• **The task**
Please update the entries below so that each "Annotate" becomes "Mark", leaving everything else unchanged. Omit the pictures from your answer.

• **Entries from a pointing dataset**

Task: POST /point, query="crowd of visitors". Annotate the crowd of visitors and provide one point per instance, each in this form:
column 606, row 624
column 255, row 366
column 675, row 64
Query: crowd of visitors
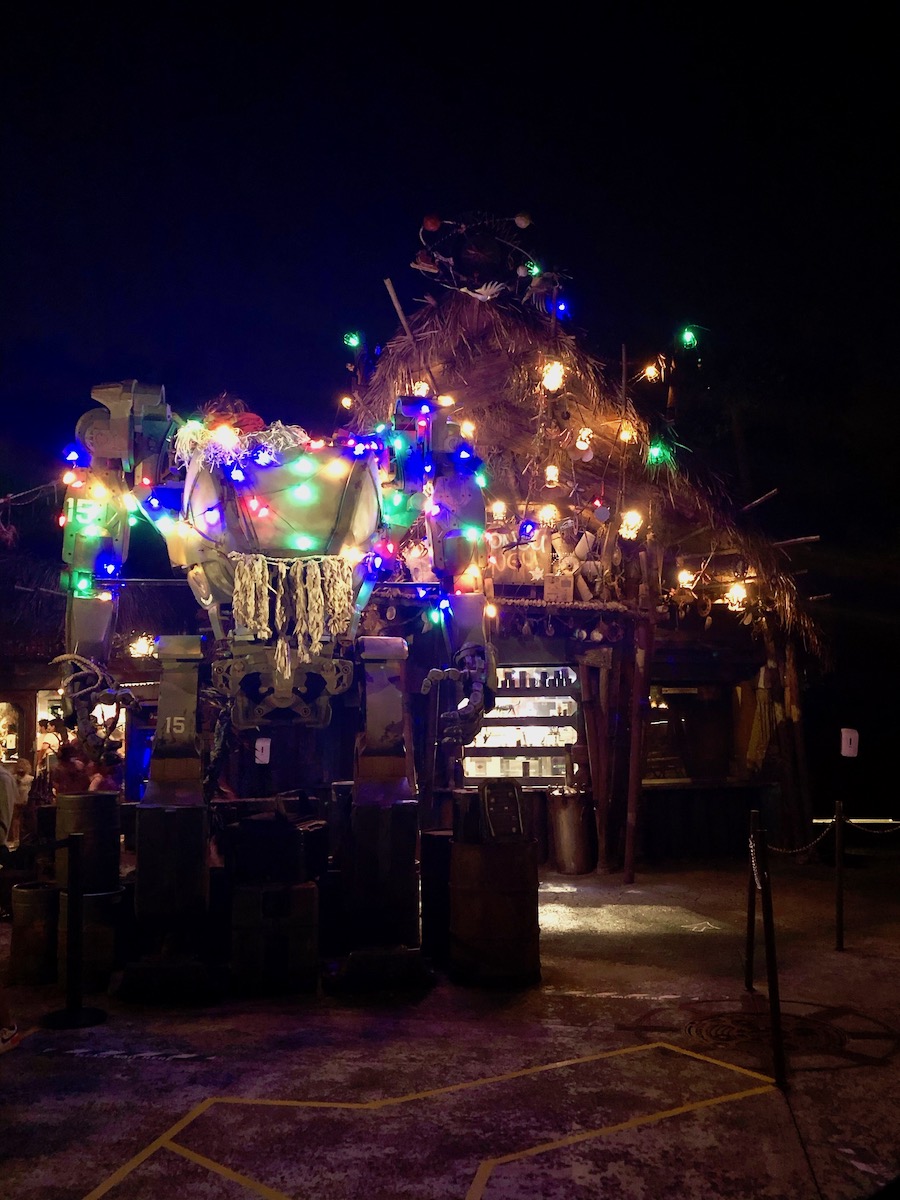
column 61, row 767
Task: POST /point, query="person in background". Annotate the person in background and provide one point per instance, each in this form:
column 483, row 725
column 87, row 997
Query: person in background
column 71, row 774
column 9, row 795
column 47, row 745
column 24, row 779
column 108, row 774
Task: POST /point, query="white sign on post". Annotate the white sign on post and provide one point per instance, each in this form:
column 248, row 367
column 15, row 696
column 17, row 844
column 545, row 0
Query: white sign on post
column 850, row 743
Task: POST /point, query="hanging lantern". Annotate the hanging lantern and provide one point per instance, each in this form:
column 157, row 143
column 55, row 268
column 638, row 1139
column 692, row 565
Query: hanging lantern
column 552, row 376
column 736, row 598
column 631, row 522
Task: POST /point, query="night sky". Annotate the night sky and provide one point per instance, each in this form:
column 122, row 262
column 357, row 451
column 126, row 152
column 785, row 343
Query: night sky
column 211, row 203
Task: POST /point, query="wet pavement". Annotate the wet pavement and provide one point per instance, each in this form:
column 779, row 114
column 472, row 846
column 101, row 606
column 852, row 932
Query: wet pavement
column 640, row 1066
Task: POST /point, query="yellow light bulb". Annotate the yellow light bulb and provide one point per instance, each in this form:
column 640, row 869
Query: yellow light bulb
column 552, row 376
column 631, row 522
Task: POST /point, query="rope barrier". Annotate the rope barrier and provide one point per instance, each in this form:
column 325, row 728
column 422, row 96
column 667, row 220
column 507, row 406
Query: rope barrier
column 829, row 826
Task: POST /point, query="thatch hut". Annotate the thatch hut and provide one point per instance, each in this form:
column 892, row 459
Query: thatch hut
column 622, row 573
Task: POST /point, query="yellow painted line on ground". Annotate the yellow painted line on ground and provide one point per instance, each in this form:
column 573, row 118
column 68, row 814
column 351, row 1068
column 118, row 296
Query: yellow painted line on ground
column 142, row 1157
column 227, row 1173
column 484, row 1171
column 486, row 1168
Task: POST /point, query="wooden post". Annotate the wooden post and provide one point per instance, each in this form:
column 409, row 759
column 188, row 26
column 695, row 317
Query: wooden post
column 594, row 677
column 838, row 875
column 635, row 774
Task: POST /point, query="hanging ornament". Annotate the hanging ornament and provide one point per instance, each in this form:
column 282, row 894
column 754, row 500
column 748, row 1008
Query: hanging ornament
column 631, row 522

• **Solved problem**
Task: POST /point, query="crowd of visitors". Mark the crowd of visitors and provide one point per instance, each in this form:
column 606, row 624
column 255, row 366
column 675, row 64
Query: crowd of visitors
column 61, row 767
Task: POST /point, query="person in background". Mark the person in background and provide one point per instance, each in this form:
column 483, row 725
column 87, row 997
Query: person in background
column 71, row 774
column 9, row 795
column 47, row 745
column 24, row 779
column 108, row 774
Task: POST /point, query="white sign on post". Mark the white sign on post and provide one point per instance, each in this form:
column 248, row 367
column 15, row 696
column 17, row 844
column 545, row 0
Query: white sign on post
column 850, row 743
Task: POST /point, query="hanging lantern". Mark the hanging lantern and provide one point per instance, each in this form:
column 157, row 143
column 55, row 268
column 638, row 1139
column 692, row 565
Query: hanging lantern
column 552, row 376
column 736, row 598
column 631, row 522
Task: POST /point, query="night sky". Mark the night sky and provide one point per instance, each in this form:
column 122, row 262
column 357, row 451
column 126, row 152
column 785, row 343
Query: night sky
column 211, row 203
Task: POST /point, query="wet pavement". Mark the wet pavement and provide one point per instance, each in this form:
column 779, row 114
column 472, row 846
column 101, row 606
column 852, row 932
Query: wet pavement
column 640, row 1066
Task: POST /point, query="yellow light bulb". Mark the yellow light bulb and provide one point per instance, each in this form:
column 640, row 869
Query: yellow light bulb
column 552, row 376
column 631, row 522
Task: POST /point, query="rope barrier". Mark the rope barrier and provide one point per instance, each in this form:
column 325, row 728
column 422, row 96
column 667, row 220
column 507, row 406
Query: rope barrier
column 829, row 826
Task: POST /point, query="thatch hut". Mark the thatch hut and provide one point per instance, each in this form:
column 892, row 459
Query: thatch hut
column 622, row 573
Task: POST /point, query="yellow painted line on ground". Mark the yellow painted line on ground and provide one point per instance, each in this form:
column 573, row 118
column 68, row 814
column 351, row 1068
column 118, row 296
Query: yellow painted line on ground
column 142, row 1157
column 227, row 1173
column 484, row 1171
column 486, row 1168
Task: POST /point, query="wooden post". Mark the wooden post and provide one point per instance, each in this form:
column 409, row 759
column 188, row 26
column 695, row 317
Query: wooden post
column 594, row 677
column 838, row 875
column 635, row 774
Task: POST /point, query="hanging ornament". Mark the hanging ornament and provide one point per instance, each in this form:
column 282, row 894
column 754, row 500
column 748, row 1008
Query: hanging ornament
column 631, row 522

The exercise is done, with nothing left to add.